We used a novel experimental procedure that allowed for differentiating exogenous temporal attention and temporal expectation. We led observers to prioritize accuracy by using a separate go cue that prevented observers from responding too quickly. Hence, we were able to observe the performance effects of exogenous temporal attention. Accuracy improved with exogenous temporal attention, specifically for the first target. The accuracy improvements were more pronounced when there was less uncertainty regarding the stimulus timing. Our results provide evidence that specific moments can be selected and prioritized with exogenous cues, and this selection leads to behavioral benefits and costs, which vary with temporal uncertainty.
In our design, the temporal uncertainty window differed for T1 and T2. For T1 the stimulus could appear 1 or 2 seconds after the ready signal, whereas T2 onset varied between 250 and 350 ms after the T1 onset. This difference may have resulted in differences in the precision of temporal expectations for T1 and T2. Because we aimed to investigate the benefits and costs of attending to specific moments in time, we had a temporal window short enough that T1 and T2 would compete, that is, precluding the system from recovering resources from attending to T1 and deploying them to T2. We chose the short T1–T2 SOA based on the findings from a study in which a range of SOAs were tested and the strongest attention effects emerged with a T1–T2 SOA between 250 and 350 ms (
Denison et al., 2021).
The findings of the present study are in line with the dynamic normalization of temporal attention (
Denison et al., 2021). The effects of exogenous temporal attention were modeled as a function of the SOA between the two targets, but this component did not play a critical role in the model. In line with the previous results, we did not find any significant effect of the SOA between T1–T2 on the T2. However, we observed an effect of the cue validity on the performance; when the stimulus timing is unpredictable, as in the attentional blink paradigm simulated in the paper. Our findings show that exogenous temporal attention can affect performance in the presence of temporal uncertainty.
Previous studies investigating the effect of involuntary temporal attention reported improvements in RT, and no change in the accuracy (
Lawrence & Klein, 2013), because the performance was often at a ceiling level. In our design, to investigate whether visual performance changes, we prioritized accuracy specifically over speed by having observers wait 1,000 ms after the response cue, and allowing them unlimited time to respond. We also titrated the neutral accuracy at 75% to be able to see both the benefits and costs in performance in different conditions, and we used task-irrelevant, although temporally informative, cues. With our experimental design, we observed slight benefits and costs in accuracy, without any speed–accuracy tradeoff.

• INFORMATION SHOWN:
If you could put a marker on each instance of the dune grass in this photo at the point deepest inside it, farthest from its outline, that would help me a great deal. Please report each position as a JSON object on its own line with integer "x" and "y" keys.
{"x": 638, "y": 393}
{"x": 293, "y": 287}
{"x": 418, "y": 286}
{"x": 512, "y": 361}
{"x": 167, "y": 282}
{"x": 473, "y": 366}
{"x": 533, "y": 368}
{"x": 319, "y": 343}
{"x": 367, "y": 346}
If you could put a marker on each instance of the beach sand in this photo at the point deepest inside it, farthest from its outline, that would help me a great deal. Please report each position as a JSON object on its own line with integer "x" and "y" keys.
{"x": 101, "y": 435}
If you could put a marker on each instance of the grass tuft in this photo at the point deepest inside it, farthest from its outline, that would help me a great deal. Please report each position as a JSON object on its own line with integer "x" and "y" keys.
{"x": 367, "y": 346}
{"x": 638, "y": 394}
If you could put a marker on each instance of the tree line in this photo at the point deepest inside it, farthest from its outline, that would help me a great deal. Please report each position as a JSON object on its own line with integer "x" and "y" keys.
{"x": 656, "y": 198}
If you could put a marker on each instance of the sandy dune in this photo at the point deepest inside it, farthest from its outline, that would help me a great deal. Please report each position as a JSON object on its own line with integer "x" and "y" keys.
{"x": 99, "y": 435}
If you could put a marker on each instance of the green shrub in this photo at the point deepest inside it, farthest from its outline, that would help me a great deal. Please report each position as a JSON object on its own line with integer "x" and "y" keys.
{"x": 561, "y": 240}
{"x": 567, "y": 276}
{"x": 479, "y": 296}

• TASK 1:
Write out the temporal attention passage word for word from "The findings of" to "of temporal uncertainty.".
• TASK 2:
In the temporal attention passage, at what level was neutral accuracy titrated?
• TASK 3:
According to the last paragraph of the temporal attention passage, what design measures did the study use? List them all.
The records play no part in this work.

• EXERCISE SOLUTION 1:
The findings of the present study are in line with the dynamic normalization of temporal attention (
Denison et al., 2021). The effects of exogenous temporal attention were modeled as a function of the SOA between the two targets, but this component did not play a critical role in the model. In line with the previous results, we did not find any significant effect of the SOA between T1–T2 on the T2. However, we observed an effect of the cue validity on the performance; when the stimulus timing is unpredictable, as in the attentional blink paradigm simulated in the paper. Our findings show that exogenous temporal attention can affect performance in the presence of temporal uncertainty.

• EXERCISE SOLUTION 2:
75%

• EXERCISE SOLUTION 3:
- Having observers wait 1,000 ms after the response cue
- Allowing observers unlimited time to respond
- Titrating neutral accuracy at 75%
- Using task-irrelevant, although temporally informative, cues